▸ **Written problem**
Reproduce the material word for word, from its first line through the line containing "[[[256,72],[256,32],[252,19],[118,35],[116,91],[225,129]]]", with that line included.

"""

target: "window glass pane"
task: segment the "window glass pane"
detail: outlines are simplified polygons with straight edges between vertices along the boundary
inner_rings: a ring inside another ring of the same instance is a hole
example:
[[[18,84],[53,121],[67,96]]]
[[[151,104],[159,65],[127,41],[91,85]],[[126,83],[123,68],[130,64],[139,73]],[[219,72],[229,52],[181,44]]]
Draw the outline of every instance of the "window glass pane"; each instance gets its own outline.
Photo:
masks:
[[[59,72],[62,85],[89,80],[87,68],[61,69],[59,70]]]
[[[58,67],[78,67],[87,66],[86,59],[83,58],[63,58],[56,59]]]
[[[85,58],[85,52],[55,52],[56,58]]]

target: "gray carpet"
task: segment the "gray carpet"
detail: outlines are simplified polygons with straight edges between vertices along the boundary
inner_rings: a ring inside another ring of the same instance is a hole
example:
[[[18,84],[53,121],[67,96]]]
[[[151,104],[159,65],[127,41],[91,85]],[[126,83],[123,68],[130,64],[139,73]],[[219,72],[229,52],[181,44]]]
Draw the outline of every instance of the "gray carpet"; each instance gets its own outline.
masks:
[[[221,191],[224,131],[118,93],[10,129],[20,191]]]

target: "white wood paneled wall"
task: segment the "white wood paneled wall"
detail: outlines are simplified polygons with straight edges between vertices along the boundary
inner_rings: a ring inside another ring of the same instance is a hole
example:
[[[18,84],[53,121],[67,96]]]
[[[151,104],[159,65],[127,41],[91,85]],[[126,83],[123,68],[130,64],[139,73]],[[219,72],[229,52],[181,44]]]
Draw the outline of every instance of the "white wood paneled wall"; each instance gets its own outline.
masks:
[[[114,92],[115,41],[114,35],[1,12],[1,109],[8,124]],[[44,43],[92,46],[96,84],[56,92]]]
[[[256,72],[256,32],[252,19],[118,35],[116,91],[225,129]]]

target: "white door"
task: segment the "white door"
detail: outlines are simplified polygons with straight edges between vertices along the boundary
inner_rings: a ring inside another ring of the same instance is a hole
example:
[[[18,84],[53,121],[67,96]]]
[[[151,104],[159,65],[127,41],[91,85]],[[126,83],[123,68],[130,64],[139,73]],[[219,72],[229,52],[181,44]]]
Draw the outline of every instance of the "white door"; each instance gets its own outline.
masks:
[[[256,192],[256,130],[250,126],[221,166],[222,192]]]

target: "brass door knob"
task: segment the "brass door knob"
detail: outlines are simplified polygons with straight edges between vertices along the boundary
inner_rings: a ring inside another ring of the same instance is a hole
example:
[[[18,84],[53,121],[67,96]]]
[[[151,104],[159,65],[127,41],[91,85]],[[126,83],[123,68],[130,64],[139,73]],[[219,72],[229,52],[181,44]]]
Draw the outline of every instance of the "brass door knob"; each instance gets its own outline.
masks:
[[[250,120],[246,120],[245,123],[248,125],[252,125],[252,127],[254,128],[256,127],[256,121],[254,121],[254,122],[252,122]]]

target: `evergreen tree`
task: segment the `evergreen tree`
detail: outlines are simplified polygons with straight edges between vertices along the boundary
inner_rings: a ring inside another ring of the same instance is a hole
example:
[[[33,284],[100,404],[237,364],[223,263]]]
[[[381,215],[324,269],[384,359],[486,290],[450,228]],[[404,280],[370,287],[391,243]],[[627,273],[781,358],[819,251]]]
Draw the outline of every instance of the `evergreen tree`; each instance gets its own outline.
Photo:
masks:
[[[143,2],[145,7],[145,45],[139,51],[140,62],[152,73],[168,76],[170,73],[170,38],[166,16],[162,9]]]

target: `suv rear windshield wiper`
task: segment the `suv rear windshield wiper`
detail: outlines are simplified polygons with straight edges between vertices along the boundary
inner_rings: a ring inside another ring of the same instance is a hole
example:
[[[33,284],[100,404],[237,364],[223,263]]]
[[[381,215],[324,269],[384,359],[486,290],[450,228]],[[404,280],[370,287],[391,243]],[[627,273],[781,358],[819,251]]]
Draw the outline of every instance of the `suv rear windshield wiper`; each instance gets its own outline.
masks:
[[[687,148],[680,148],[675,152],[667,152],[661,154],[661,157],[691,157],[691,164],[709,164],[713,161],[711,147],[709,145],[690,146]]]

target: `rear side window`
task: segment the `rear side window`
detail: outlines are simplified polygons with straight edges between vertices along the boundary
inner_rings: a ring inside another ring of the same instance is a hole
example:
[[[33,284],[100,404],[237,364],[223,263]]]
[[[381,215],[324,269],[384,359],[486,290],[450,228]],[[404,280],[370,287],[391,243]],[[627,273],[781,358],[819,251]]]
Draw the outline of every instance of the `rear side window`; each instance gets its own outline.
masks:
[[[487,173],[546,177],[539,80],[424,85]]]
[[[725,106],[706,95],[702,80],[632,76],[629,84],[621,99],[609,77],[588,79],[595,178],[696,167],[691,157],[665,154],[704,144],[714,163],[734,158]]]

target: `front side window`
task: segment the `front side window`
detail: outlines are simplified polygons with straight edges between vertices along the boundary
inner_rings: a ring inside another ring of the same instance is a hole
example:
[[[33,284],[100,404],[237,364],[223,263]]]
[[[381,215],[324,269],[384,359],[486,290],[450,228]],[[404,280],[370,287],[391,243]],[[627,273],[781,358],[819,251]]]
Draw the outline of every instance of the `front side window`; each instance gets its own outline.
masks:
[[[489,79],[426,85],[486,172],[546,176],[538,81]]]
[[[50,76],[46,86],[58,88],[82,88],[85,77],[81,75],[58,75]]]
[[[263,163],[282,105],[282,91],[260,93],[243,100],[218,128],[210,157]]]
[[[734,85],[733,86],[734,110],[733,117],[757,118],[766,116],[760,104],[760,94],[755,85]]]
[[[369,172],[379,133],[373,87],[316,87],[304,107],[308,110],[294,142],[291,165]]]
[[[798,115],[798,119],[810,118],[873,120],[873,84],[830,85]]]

"""

▸ **Result of this exercise**
target: "window glass pane"
task: segment the "window glass pane"
detail: outlines are simplified polygons with straight edges between vertices along the boundary
inner_rings: a ring inside another ring of the same instance is a hole
example:
[[[18,84],[53,121],[67,96]]]
[[[151,104],[159,65],[127,41],[91,85]],[[126,83],[123,68],[130,64],[139,73]],[[219,72],[229,52],[181,44]]]
Draw the outline of every instance of the "window glass pane"; each instance gets its own outline.
Photo:
masks:
[[[59,72],[62,85],[89,80],[87,68],[61,69],[59,70]]]
[[[58,67],[78,67],[87,66],[86,59],[83,58],[63,58],[56,59]]]
[[[85,58],[85,52],[55,52],[56,58]]]

target: "gray carpet"
task: segment the "gray carpet"
detail: outlines are simplified polygons with straight edges between vertices along the boundary
inner_rings: a ring inside another ring of the same instance is a hole
example:
[[[18,84],[53,121],[67,96]]]
[[[151,104],[159,65],[127,41],[91,85]],[[126,83],[123,68],[130,64],[139,73]],[[219,72],[229,52],[181,44]]]
Draw the outline of every instance of the "gray carpet"; each instance gets its own outline.
masks:
[[[221,191],[224,131],[118,93],[10,129],[20,191]]]

target: "white wood paneled wall"
task: segment the "white wood paneled wall"
detail: outlines are simplified polygons with straight edges between vertices along the boundary
inner_rings: a ring inside another ring of the same instance is a hole
example:
[[[18,84],[53,121],[67,96]]]
[[[151,104],[159,65],[127,41],[91,85]],[[126,83],[123,68],[130,64],[139,73]],[[219,72],[229,52],[181,44]]]
Draw the outline of every instance of the "white wood paneled wall"; each instance gets its own outline.
masks:
[[[114,92],[115,41],[114,35],[1,12],[1,109],[8,124]],[[44,43],[92,46],[96,84],[56,92]]]
[[[256,72],[256,32],[252,19],[118,35],[116,91],[225,129]]]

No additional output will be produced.